--- DATA FOR PROCESSING ---
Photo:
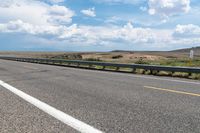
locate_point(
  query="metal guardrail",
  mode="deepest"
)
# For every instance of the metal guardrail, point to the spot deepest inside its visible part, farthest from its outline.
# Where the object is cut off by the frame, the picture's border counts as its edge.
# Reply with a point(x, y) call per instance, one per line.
point(78, 63)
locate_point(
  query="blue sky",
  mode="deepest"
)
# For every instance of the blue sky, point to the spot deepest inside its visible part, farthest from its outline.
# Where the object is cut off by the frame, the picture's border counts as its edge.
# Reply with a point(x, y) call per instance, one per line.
point(94, 25)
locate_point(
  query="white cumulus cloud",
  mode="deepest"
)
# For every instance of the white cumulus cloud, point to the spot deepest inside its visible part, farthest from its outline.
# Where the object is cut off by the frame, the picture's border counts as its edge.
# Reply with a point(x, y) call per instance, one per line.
point(89, 12)
point(187, 31)
point(134, 2)
point(168, 7)
point(34, 12)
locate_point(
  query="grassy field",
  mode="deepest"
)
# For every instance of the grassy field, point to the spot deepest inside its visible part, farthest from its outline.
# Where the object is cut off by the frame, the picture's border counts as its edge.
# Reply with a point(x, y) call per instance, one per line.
point(172, 58)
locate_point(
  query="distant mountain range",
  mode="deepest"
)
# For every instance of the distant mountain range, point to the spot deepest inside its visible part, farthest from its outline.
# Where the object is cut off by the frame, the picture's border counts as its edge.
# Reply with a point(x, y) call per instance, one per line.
point(196, 49)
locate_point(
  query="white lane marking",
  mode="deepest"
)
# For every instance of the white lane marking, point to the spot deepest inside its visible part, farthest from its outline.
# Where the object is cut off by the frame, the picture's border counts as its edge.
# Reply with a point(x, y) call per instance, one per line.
point(30, 67)
point(65, 118)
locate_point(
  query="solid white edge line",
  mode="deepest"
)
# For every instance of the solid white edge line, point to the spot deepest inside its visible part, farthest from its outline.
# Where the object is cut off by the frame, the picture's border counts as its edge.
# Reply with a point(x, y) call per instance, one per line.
point(65, 118)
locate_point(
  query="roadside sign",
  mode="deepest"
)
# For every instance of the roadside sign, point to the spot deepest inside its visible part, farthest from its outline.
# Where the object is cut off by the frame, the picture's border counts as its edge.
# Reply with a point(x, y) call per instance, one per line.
point(191, 54)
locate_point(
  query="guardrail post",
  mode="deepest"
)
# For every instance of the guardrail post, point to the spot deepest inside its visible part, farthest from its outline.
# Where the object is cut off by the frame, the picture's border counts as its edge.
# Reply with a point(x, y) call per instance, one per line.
point(133, 70)
point(104, 67)
point(117, 68)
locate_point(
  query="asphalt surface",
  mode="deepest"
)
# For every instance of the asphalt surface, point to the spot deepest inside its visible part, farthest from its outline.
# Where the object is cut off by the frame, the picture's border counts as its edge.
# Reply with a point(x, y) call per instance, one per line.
point(111, 102)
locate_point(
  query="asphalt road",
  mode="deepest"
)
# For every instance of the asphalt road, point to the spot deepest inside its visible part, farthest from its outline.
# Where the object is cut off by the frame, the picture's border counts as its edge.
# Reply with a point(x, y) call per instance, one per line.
point(110, 102)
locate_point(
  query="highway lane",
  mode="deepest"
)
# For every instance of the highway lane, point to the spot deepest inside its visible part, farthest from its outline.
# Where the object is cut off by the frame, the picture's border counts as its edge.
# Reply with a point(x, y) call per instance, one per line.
point(111, 102)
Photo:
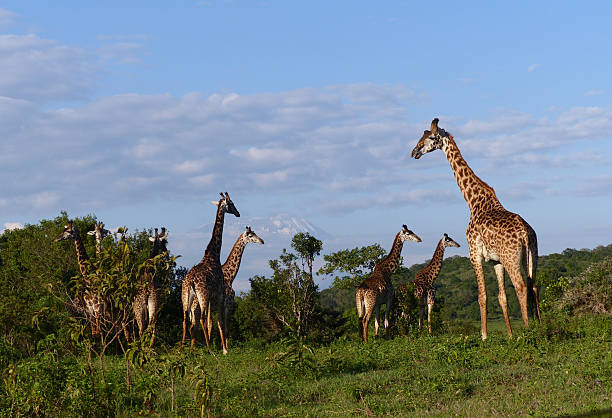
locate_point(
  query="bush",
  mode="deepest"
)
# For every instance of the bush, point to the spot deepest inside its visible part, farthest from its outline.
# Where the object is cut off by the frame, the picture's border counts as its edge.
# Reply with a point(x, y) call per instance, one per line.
point(588, 292)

--- EXERCISE DETAILS ---
Which of the lines above hold the word "white"? Copy each one.

--- RESPONSE BELOW ---
  query="white cumulus cloud",
# For every instance of the white cumulus cloud, point to the spot deepest inside its visible part, farthest from its outline.
  query="white lane marking",
# For every instance of the white lane marking, point to the spot deepest inside its visible part, farthest from its outline.
  query="solid white edge line",
# For every instance of the solid white edge line, point to the spot deepest inside its visible part, farthest from its outline.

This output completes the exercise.